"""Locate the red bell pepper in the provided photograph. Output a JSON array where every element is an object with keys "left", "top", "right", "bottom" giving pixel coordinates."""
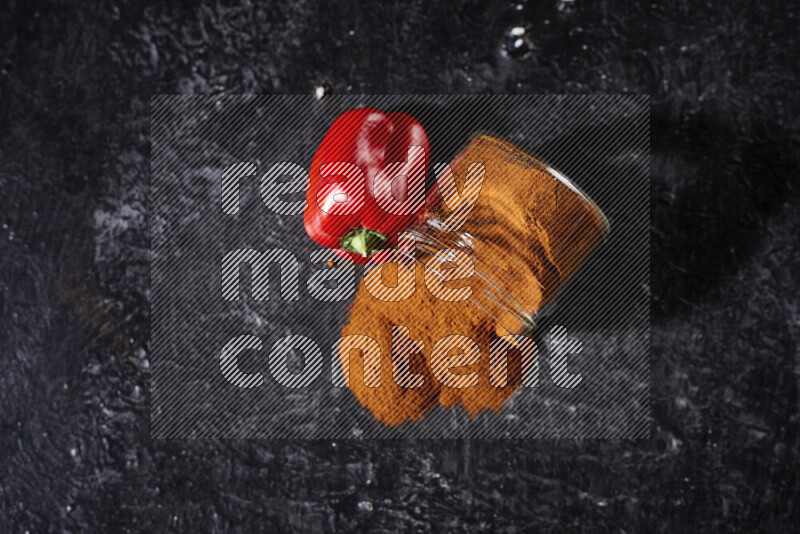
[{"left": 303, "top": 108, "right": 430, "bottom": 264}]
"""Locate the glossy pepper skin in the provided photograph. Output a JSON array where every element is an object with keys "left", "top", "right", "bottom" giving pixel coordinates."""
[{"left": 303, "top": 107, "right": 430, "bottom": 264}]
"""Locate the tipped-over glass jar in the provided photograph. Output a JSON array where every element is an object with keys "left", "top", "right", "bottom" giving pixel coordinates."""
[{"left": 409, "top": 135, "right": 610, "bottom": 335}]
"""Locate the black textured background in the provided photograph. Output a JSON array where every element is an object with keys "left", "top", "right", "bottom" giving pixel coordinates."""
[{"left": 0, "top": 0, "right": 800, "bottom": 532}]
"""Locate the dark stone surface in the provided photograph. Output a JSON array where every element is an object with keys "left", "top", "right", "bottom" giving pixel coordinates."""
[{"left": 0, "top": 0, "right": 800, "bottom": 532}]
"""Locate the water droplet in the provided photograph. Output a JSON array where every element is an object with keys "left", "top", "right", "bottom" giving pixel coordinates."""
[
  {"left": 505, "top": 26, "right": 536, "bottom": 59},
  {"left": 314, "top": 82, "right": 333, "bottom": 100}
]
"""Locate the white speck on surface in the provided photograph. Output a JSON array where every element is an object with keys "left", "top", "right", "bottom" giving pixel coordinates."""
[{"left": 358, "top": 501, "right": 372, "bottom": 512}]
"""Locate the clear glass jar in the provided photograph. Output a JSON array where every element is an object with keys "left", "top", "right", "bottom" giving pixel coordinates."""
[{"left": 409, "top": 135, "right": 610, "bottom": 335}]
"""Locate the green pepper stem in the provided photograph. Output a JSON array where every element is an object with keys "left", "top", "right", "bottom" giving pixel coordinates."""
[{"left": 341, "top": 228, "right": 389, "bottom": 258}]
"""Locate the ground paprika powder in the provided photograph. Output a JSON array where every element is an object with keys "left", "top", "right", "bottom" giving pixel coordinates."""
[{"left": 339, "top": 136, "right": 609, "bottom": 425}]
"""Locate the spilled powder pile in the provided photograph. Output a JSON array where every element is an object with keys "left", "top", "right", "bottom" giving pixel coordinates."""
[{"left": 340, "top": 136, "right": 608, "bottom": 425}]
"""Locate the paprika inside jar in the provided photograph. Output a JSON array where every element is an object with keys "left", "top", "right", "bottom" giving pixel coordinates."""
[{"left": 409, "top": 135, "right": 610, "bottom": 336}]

● ● ● ● ●

What you will do »
Omitting all images, print the listing exactly.

Expected output »
"""Locate the red bell pepper in the provided photograph. Output a JSON array where every element is an object with keys "left", "top", "right", "bottom" giving pixel coordinates."""
[{"left": 303, "top": 108, "right": 430, "bottom": 264}]
"""Locate the glossy pepper skin in the provided photograph. Output a JSON array where every element is an object with keys "left", "top", "right", "bottom" giving pixel coordinates."""
[{"left": 303, "top": 107, "right": 430, "bottom": 264}]
"""Locate the tipped-over glass jar in the provided photograph. Output a JSON array where every element is an object with keys "left", "top", "right", "bottom" giving pixel coordinates."""
[{"left": 409, "top": 135, "right": 610, "bottom": 335}]
"""Locate the black textured background in the provided photograph. Output a JSON array where every element is an object with keys "left", "top", "right", "bottom" giving pixel coordinates."""
[{"left": 0, "top": 0, "right": 800, "bottom": 532}]
"""Locate the dark stone surface in the provided photograph. Output a JSON array where every element is an object with keys "left", "top", "right", "bottom" giving pixel coordinates."""
[{"left": 0, "top": 0, "right": 800, "bottom": 532}]
"""Locate the water droplet in the provided photograph. Output a JSON array where every element is an object with keys "left", "top", "right", "bottom" giving pixel coordinates."""
[
  {"left": 505, "top": 26, "right": 536, "bottom": 59},
  {"left": 314, "top": 82, "right": 333, "bottom": 100}
]
"""Locate the white speck on surface in the provided photograph. Output a JSON array where every element is an object with keys "left", "top", "right", "bottom" giving pixel coordinates."""
[{"left": 358, "top": 501, "right": 372, "bottom": 512}]
"""Locate the clear glass jar in the provided photograph. Output a JSON array where every element is an object with keys "left", "top", "right", "bottom" giving pixel coordinates."""
[{"left": 409, "top": 135, "right": 610, "bottom": 335}]
"""Locate the green pepper stem in the provided photograph. Output a JSON array where every element is an object with keys "left", "top", "right", "bottom" giving pixel coordinates."""
[{"left": 341, "top": 228, "right": 389, "bottom": 258}]
"""Locate the ground paprika powder in the provided photograph. Output a JSON array where every element is an object with keys "left", "top", "right", "bottom" giving pixel coordinates."""
[{"left": 339, "top": 136, "right": 609, "bottom": 425}]
"""Locate the spilled powder pile in the provided photograph. Output a JSON array where every element is an object with keys "left", "top", "right", "bottom" giving pixel coordinates."""
[{"left": 340, "top": 136, "right": 608, "bottom": 425}]
"""Locate the paprika inside jar in the provided photograph. Output a JSON array where every element is an object with keys "left", "top", "right", "bottom" giving pixel coordinates."""
[{"left": 409, "top": 135, "right": 610, "bottom": 336}]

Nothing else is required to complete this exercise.